Yes, <em>Shoot Em Up</em> is the title, and they do indeed, as Paul Giamatti ably demonstrates. If you wish for anything else, go next door.

Archetypes can turn into cliches and nonstop action films sometimes morph into white noise. Tarantino understands this-his horrific scenes are punctuated by long insipid conversations about pop culture. Lesser directors, like Robert Rodriguez, just keep piling up the gross-outs, wandering deeper and deeper into taboos, which can be fun, but run the risk of just wearing out the audience. John Woo’s hyper-violent masterpiece Hard Boiled features a shootout in a hospital. In it, Chow Yun Fat’s policeman grabs a baby out of a nursery and, while cradling it, blows away countless villains with a hail of bullets that seems to lull more than alarm the child. Shoot Em Up steals this idea-which in turn was stolen from the Lone Wolf and Cub films and comic books. The problem with Shoot Em Up is that this is the only idea in an otherwise tediously bloody film. Like the baby, I was quickly lulled into a daze by the hale of blood-spattering rounds.

The story’s not strictly the problem, either, though it steals from multiple sources as disparate as Warner Bros. cartoons and James Bond films. It begins sharply with a pregnant woman running past our Mr. Smith (Clive Owen) sitting dispassionately at a grimy bus stop. Once drawn in, Smith strikes hard with a deadly carrot and a penchant for absolute mayhem against a world that includes a baby bone-marrow farm perched above a heavy metal club and a slew of caricature thugs including a presidential candidate running on a gun control ticket-the word preposterous even strains credulity in this whirlwind.

The problem is the lack of artistry. Woo’s films have lyrical moments, his shooters fly through the air in slow motion glory. After all, it’s the unlikely choreography we love. Shoot Em Up is grimy, violent, and has Paul Giamatti as a henpecked killer. What it needs is some more pretty moments to make the fighting worthwhile and the bloodshed not so childishly commonplace.

:: Data for review ::
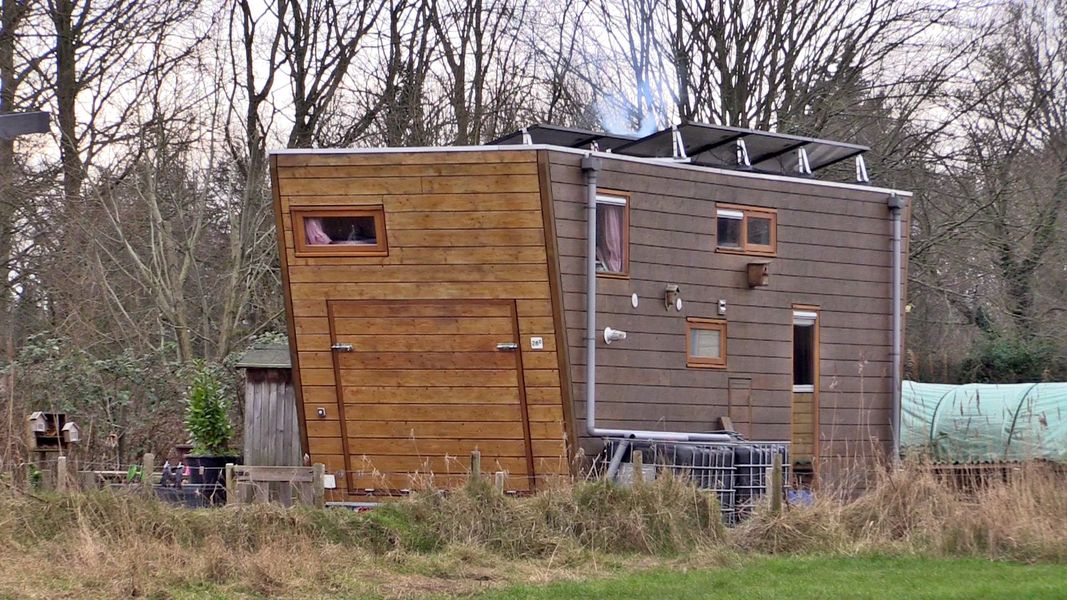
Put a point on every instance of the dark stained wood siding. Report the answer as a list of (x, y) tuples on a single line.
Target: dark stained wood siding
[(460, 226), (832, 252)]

==

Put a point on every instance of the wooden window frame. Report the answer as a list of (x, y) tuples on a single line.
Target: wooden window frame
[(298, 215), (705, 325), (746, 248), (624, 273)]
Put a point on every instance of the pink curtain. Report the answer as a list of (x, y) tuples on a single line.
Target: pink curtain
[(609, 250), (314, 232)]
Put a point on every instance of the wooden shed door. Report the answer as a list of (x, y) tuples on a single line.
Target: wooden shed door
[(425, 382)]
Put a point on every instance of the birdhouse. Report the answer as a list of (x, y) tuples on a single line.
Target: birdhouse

:: Task instructions ::
Reproduce the film review word for word, starting at the words containing "The problem is" and ending after "so childishly commonplace.". Nothing in the records is needed here.

:: Task output ::
The problem is the lack of artistry. Woo’s films have lyrical moments, his shooters fly through the air in slow motion glory. After all, it’s the unlikely choreography we love. Shoot Em Up is grimy, violent, and has Paul Giamatti as a henpecked killer. What it needs is some more pretty moments to make the fighting worthwhile and the bloodshed not so childishly commonplace.